> Requirement
Locate each line below that contains the string "countertop" and copy those lines in full. Case counts: only matches with identical capitalization qualify.

> Entries shown
------------------------------------------------------------

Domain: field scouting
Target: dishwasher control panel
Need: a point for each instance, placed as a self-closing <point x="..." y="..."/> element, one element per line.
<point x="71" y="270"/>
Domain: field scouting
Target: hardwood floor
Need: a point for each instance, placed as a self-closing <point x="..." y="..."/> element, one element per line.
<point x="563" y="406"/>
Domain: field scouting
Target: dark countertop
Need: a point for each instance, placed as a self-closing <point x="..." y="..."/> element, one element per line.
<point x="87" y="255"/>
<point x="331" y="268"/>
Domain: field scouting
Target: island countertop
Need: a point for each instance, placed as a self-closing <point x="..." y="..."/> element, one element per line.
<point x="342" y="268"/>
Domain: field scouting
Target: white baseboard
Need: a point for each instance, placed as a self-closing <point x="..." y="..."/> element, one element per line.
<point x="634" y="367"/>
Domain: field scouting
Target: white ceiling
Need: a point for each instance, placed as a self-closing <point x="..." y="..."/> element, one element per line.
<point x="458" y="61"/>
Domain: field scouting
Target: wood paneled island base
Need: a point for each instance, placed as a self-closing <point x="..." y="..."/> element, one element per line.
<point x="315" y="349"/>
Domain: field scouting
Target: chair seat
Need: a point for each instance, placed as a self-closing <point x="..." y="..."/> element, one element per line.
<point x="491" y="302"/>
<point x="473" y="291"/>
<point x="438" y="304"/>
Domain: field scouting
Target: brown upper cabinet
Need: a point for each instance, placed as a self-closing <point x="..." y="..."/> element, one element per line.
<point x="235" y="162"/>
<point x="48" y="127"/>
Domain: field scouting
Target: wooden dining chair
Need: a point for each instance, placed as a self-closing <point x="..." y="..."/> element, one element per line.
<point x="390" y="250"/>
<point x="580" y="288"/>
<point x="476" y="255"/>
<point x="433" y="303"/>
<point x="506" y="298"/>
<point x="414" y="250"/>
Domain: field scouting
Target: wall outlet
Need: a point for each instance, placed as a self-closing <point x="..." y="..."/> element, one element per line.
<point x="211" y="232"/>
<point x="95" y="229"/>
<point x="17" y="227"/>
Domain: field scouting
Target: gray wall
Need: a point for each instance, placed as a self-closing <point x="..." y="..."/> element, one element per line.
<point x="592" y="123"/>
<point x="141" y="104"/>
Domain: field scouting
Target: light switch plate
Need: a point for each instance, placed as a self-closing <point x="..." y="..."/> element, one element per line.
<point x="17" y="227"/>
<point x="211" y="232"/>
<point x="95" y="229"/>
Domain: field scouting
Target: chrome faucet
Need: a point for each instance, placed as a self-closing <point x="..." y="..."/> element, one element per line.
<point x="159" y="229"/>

------------------------------------------------------------

> Written solution
Target: dark countertop
Target: island countertop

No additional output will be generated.